- _EXCERPT TO READ_
The paper proposes a data augmentation technique, that was claimed to be inspired from thermodynamic properties, for detecting small objects in infrared (IR) imagery. The paper also proposes a semi-supervised training strategy and a loss function for IR detection. The method was tested on publicly available datasets for this task.

优点

I can see the benefits of data augmentations tricks and semi-supervised approach for IR detection where data is scarce and objects of interest have higher degree of variation in appearance.

缺点

  1. Scope: Target detection in IR images has a very limited scope, considering the ICLR audience. None of the methods presented seems to be beneficial for general vision/machine learning methods and therefore would not draw enough attention from the participants.

  2. Technical novelty/soundness:

2a. Data augmentation: the core idea seems to be adding a random value drawn from a sine curve to the pixel value. I could not connect how this strategy is deduced from thermodynamic modeling (of temperature field). In addition, were there any experiments performed to check if random numbers from a normal distribution would lead to an inferior augmentation? Why the sine function is essential here? It looks like non-uniform chromaticity augmentation is described within Section 3.2 for non-uniform position augmentation. From Table 2, it looks like they are different. If so, they should be described clearly highlighting the distinction between them.

- _PROBLEMS AND TASKS_
[1] According to the review of the infrared detection paper, what does the core idea of the data augmentation seem to be?
[2] Continue the review of the infrared detection paper from the point where it stops.
You will not need the entries for this work.

(Dataset excerpt)
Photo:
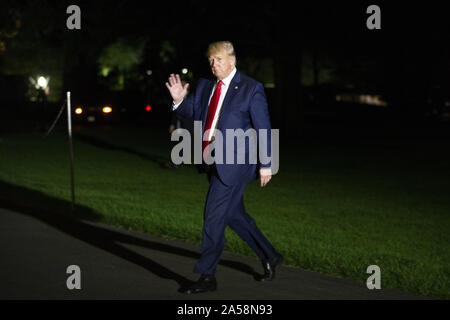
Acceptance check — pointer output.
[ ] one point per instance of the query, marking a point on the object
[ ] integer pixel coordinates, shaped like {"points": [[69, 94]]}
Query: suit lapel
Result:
{"points": [[232, 91], [205, 99]]}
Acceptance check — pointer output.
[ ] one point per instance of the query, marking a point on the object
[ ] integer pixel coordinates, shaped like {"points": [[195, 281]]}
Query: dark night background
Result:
{"points": [[315, 59], [364, 119]]}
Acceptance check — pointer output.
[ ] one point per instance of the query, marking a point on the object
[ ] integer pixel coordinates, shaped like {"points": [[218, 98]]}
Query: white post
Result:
{"points": [[69, 128]]}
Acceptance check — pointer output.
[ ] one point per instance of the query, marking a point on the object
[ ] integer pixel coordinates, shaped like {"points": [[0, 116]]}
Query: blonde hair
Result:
{"points": [[227, 46]]}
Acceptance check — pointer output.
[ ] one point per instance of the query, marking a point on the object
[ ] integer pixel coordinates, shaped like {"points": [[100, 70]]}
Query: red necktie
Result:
{"points": [[212, 108]]}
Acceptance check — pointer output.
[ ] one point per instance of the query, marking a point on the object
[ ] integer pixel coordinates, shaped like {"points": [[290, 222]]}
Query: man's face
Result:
{"points": [[221, 64]]}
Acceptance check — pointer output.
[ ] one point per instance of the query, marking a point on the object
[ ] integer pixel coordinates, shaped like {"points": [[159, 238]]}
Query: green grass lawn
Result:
{"points": [[332, 208]]}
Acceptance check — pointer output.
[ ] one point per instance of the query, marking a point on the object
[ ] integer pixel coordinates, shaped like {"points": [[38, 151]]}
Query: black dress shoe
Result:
{"points": [[204, 284], [269, 267]]}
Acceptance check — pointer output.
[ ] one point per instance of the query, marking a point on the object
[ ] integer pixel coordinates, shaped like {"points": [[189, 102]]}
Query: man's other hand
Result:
{"points": [[264, 176], [177, 89]]}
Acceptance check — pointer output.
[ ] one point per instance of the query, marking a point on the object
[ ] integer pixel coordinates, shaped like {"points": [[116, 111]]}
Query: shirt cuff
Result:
{"points": [[175, 106], [265, 171]]}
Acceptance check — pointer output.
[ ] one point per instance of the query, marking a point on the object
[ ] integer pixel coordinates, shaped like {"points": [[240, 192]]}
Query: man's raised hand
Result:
{"points": [[176, 88]]}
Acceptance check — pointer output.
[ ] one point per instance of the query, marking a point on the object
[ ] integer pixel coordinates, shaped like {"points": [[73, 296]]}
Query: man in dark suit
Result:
{"points": [[233, 101]]}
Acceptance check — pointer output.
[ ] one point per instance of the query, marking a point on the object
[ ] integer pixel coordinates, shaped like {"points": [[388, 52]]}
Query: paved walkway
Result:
{"points": [[35, 252]]}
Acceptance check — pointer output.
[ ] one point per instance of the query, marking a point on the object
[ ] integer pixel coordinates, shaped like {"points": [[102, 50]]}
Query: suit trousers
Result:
{"points": [[225, 207]]}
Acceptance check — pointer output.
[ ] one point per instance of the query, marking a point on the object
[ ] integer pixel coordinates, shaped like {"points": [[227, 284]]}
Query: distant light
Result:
{"points": [[107, 109], [42, 82]]}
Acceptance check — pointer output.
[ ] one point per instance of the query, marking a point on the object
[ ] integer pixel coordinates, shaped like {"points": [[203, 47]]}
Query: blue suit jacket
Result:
{"points": [[244, 107]]}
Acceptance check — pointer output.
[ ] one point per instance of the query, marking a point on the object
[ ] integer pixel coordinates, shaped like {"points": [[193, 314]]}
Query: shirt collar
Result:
{"points": [[228, 79]]}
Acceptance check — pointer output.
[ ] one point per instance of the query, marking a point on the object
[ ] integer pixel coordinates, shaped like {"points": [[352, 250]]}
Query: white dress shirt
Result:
{"points": [[223, 92]]}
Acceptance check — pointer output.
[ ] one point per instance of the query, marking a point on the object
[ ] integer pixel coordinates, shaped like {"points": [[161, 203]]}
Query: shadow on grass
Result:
{"points": [[57, 213], [161, 161]]}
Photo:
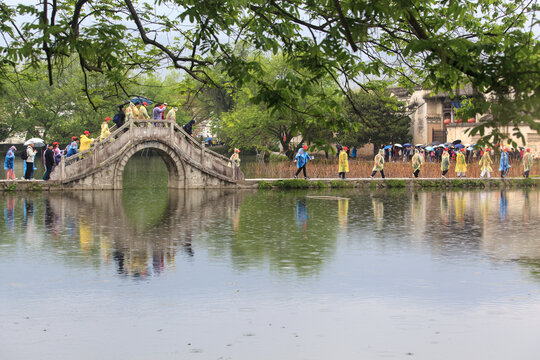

- _REPLIES_
[1] It seems to be adding a random value drawn from a sine curve to the pixel value.

[2]
2b. Adaptive loss function: Section 3.3 text claims the loss function is designed to handle the positive-negative imbalance. Idont understand how loss function in Eqn 3 is addressing this imbalance. The probability p_i seems to be agnostic to label of the pixel. Does the x in Eqn 2 denote location? If so, I dont understand why pixel location should be part of a loss function.

2c. Semi-supervised learning: There seems to be a rather complex loss function proposed in Eqn 7 to incorporate the unlabeled examples. The text does not explain the rational/theory/intuition as to why this loss function is appropriate for this problem (or any semi-supervised learning in general). Unless we understand what the loss function is doing, it is difficult to judge its merit.

  1. Evaluation: The measures for evaluation needs to be explained and supported by referring to past studies that also used it. Since the measures are not the conventional ones, this is essential for the paper to clarify. Just an example, readers from natural image object detection will be confused why IoU is used for accuracy -- it is typically used to match the predictions with GT to compute mAP.

问题

..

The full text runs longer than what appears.